-- Assigned task A --
Reproduce the passage of the Guantánamo appeal between "Going back to" and "place the message.", inclusive.
-- Assigned task B --
Translate this sentence from the Guantánamo appeal into Spanish: "The Times is seen as the paper of record both here and worldwide."
-- Assigned task C --
Pick up the article calling for the closure of Guantánamo after its last sentence and keep writing it.

-- Extract provided --
○ ○ ○ ○

Stop the Torture! Close Guantánamo! End the War Crimes & Violations of Fundamental Rights!
by Debra Sweet We’ve been pondering hard on what more we can do to create a political situation where Obama has to back down, release at least a few of the men at Guantanamo, and be forced into closing the prison. All of our frequent protests, petitions, call-ins, editorials and op-eds are part of what's needed.
Some initial signers:
Shaker Aamer, one of the Guantanamo hunger strikers, pictured with his children more than 11 years ago.
The major missing ingredient in this moment, though, is the collective voices of artists, intellectuals, politicians, religious and cultural figures who are respected and beloved for being voices of conscience, speaking as one to demand that the torture of Guantanamo be ended. It's time and past time, as we reach 100 days of the prisoners' hunger strike, that we provide a way for them to speak out together, and for that message to be seen.
Dennis Loo has drafted text for a full-page ad in The New York Times which could serve as such a vehicle. If circulated widely, signed by a collection of notable names, and funded sufficiently by the end of this week, it could be placed on stand-by and run on around the 99th day of the strike, just before international support actions May 17-19.
Going back to 2002, when the Not in Our Name statement was run several times in The Times, and 50+ other papers; and to World Can't Wait's experience of doing seven full page ads, mostly when Bush was in office, I've seen the potential of such ads to pull together that needed voice. The Times is seen as the paper of record both here and worldwide. I anticipate, viscerally, the joy and surprise of people reading a statement that really speaks for them; and conversely, I think of Obama having the newspaper laid open on his desk to the faces of Shaker Aamer and others, seeing the words "Close Guantanamo Now" coming from people who paid dearly to place the message.

○ ○ ○ ○

-- Entries shown --
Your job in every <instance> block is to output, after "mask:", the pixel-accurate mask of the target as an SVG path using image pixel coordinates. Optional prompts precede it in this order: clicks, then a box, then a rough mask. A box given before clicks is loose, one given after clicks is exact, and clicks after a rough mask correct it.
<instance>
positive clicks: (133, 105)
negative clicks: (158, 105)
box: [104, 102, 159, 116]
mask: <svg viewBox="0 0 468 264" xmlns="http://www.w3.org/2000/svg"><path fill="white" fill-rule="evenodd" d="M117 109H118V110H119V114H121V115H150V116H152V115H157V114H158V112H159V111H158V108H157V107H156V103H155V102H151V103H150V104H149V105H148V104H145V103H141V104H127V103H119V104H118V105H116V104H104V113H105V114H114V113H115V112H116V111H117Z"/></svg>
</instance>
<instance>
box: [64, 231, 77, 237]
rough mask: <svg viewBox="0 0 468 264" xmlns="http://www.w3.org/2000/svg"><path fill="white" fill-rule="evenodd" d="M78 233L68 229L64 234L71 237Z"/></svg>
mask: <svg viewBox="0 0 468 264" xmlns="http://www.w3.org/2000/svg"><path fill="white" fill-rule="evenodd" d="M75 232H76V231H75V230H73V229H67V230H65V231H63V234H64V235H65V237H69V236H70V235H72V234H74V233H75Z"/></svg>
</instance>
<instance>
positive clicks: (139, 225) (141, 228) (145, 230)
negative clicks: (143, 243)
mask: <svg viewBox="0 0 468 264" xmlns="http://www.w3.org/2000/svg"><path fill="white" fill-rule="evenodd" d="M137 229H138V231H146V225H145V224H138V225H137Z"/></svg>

○ ○ ○ ○

-- Answer space A --
Going back to 2002, when the Not in Our Name statement was run several times in The Times, and 50+ other papers; and to World Can't Wait's experience of doing seven full page ads, mostly when Bush was in office, I've seen the potential of such ads to pull together that needed voice. The Times is seen as the paper of record both here and worldwide. I anticipate, viscerally, the joy and surprise of people reading a statement that really speaks for them; and conversely, I think of Obama having the newspaper laid open on his desk to the faces of Shaker Aamer and others, seeing the words "Close Guantanamo Now" coming from people who paid dearly to place the message.

-- Answer space B --
The Times es considerado el periódico de referencia tanto aquí como en todo el mundo.

-- Answer space C --
Our goal date for publication would be Thursday May 16. Cost at the stand-by advocacy rate is $52,030. No, World Can't Wait does not have those funds on hand. The funds are in the accounts of people who appreciate this particular way of being heard, or of seeing names of people they respect in the ad. It will take a fast social-networking base to bring in many small donations, and more importantly larger donations, and likely loans, from people who can give $1,000 or $5,000 readily.
The text content of the ad is below. We expect to have a beautiful, arresting ad design for print. You can donate online here, and/or be in touch with me about other forms of donations and fund-raising. Online or check donations to Alliance for Global Justice, our fiscal sponsor, make your donation tax-deductible.
We seek to change how people look at Guantanamo, and at the justifications Obama et al make for other dangerous aspects of what they're doing in the world.
It will mean a lot if you add your name as a signer and/or can help get others to add their names, and most importantly, donate for the publication.
Stop the Torture! Close Guantanamo! End the War Crimes and Violations of Fundamental Rights!
166 men remain imprisoned at Guantanamo. Most are 100 days into a hunger strike. Some are near death, many imprisoned for more than ten years. They have lost hope of being released, although a majority were cleared to leave years ago. As Adnan Latif, a detainee, wrote during an earlier hunger strike, "Where is the world to save us from torture? Where is the world to save the hunger strikers?" Mr. Latif was cleared for release as well, but he died in September 2012, still waiting for justice.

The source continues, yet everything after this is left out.